— BEGIN —

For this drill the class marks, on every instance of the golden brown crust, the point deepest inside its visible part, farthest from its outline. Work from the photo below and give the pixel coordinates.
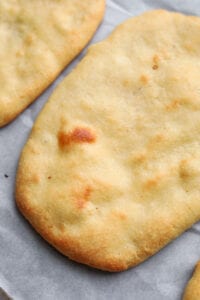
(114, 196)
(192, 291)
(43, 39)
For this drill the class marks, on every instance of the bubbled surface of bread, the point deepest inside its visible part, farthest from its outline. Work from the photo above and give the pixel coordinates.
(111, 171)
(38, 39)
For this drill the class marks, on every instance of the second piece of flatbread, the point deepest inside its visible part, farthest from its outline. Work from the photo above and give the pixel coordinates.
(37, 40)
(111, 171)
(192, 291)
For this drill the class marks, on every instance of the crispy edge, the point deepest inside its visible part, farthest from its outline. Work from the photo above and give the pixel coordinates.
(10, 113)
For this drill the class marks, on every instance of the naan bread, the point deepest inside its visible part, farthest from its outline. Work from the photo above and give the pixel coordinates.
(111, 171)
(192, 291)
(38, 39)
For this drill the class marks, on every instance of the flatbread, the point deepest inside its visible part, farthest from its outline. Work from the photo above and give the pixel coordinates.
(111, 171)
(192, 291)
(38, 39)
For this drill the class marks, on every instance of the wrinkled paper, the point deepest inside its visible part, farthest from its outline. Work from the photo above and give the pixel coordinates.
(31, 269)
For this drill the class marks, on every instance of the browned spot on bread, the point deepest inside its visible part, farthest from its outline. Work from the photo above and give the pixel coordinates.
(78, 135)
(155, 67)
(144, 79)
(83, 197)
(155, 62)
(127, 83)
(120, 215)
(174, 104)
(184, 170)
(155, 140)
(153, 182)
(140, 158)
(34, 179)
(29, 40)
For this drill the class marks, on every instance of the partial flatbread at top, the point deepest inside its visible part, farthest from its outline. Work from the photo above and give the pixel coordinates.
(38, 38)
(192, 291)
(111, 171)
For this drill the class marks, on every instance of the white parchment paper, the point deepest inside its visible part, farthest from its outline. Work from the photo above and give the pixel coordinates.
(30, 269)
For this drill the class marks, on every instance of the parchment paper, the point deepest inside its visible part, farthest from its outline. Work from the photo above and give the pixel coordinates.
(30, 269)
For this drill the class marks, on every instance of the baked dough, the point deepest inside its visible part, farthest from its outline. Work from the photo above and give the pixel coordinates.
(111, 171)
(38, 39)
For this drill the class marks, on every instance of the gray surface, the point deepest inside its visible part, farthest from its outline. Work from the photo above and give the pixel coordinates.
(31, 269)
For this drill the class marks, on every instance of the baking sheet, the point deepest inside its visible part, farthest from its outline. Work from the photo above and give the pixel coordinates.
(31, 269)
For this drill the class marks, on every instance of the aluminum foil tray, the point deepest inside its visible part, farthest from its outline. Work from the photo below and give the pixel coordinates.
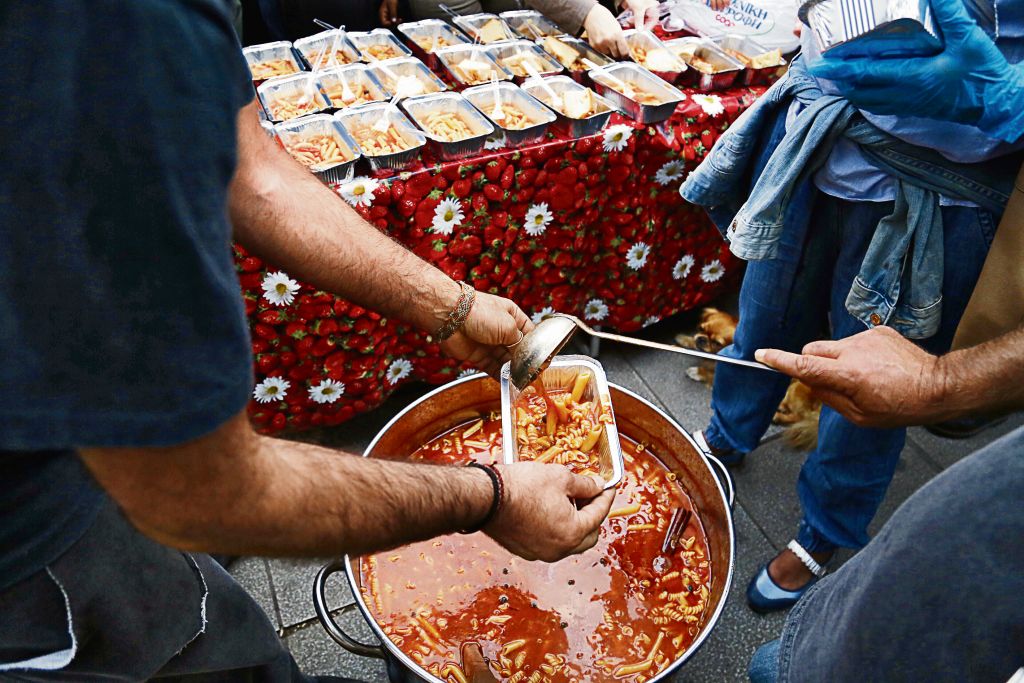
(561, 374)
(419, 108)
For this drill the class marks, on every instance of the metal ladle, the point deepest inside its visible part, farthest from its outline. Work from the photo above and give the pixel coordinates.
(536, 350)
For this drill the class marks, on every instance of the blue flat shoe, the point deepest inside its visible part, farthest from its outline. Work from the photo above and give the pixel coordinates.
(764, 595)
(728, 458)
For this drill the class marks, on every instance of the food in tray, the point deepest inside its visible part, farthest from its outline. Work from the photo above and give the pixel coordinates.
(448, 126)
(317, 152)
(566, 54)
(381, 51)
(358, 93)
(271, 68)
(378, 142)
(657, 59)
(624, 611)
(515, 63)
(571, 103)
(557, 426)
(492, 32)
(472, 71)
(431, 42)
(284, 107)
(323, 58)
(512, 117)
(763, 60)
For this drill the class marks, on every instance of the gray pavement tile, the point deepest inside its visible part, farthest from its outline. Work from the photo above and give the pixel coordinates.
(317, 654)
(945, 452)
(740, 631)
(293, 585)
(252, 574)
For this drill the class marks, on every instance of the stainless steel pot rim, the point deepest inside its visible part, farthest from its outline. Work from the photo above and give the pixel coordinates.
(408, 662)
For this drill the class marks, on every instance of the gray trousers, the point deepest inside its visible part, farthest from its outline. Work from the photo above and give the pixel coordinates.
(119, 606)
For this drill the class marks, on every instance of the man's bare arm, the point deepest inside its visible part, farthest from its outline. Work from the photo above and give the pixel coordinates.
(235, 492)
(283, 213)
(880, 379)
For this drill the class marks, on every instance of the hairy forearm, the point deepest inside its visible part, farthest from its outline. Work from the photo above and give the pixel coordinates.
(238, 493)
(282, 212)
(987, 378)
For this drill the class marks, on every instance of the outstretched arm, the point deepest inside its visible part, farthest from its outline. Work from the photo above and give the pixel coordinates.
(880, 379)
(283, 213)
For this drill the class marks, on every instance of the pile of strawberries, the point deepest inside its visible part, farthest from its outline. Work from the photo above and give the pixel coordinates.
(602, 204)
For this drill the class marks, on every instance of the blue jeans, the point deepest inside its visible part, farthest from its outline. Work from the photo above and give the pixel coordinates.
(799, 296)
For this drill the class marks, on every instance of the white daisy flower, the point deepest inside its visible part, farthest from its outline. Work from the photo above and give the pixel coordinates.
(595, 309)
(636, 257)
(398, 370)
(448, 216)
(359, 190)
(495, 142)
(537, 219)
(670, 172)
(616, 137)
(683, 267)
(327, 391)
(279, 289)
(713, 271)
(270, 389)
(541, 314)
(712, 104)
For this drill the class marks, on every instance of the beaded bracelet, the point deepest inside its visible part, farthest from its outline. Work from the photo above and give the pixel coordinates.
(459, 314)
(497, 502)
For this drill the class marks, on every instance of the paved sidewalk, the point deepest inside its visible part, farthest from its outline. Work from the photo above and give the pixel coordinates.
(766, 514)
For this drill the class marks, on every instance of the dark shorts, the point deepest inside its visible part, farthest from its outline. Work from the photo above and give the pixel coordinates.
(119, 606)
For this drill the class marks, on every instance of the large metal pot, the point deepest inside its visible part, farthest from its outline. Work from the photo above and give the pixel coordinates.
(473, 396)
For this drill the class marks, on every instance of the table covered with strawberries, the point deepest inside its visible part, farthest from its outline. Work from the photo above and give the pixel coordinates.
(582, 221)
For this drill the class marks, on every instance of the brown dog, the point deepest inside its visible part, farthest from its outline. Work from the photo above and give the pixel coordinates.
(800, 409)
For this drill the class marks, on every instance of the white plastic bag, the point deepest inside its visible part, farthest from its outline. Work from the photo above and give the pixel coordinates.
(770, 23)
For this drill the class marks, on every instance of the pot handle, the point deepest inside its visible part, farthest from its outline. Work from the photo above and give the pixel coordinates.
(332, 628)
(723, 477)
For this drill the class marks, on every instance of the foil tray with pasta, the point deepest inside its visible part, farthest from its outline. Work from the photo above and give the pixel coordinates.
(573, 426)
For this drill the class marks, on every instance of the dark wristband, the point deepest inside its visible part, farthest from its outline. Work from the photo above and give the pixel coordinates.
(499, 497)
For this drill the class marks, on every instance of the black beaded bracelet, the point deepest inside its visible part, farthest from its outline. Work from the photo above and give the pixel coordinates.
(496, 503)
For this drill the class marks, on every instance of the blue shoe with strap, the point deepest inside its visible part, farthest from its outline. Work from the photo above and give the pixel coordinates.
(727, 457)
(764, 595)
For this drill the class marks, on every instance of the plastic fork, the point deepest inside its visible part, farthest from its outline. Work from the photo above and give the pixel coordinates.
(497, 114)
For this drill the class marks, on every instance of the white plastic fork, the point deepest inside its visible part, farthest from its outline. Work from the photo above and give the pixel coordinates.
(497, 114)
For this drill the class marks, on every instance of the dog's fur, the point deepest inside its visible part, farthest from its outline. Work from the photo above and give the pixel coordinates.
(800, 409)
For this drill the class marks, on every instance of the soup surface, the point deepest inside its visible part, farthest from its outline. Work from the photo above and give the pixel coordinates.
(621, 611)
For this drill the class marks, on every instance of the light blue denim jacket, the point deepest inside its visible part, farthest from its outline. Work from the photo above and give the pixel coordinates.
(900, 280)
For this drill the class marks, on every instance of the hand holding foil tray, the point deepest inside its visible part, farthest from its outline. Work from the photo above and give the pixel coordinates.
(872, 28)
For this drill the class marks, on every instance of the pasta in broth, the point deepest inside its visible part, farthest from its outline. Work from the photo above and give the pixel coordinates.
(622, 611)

— END —

*What is expected*:
Copy out everything from the line containing "of the pasta" down to the end of the listing, word for word.

*Exercise output*:
For this drill the class marks, on every instance of the pasta in broth, the point deepest inside its visible part, farthest from its outline. Work from the photo above and give the pixel coordinates.
(622, 611)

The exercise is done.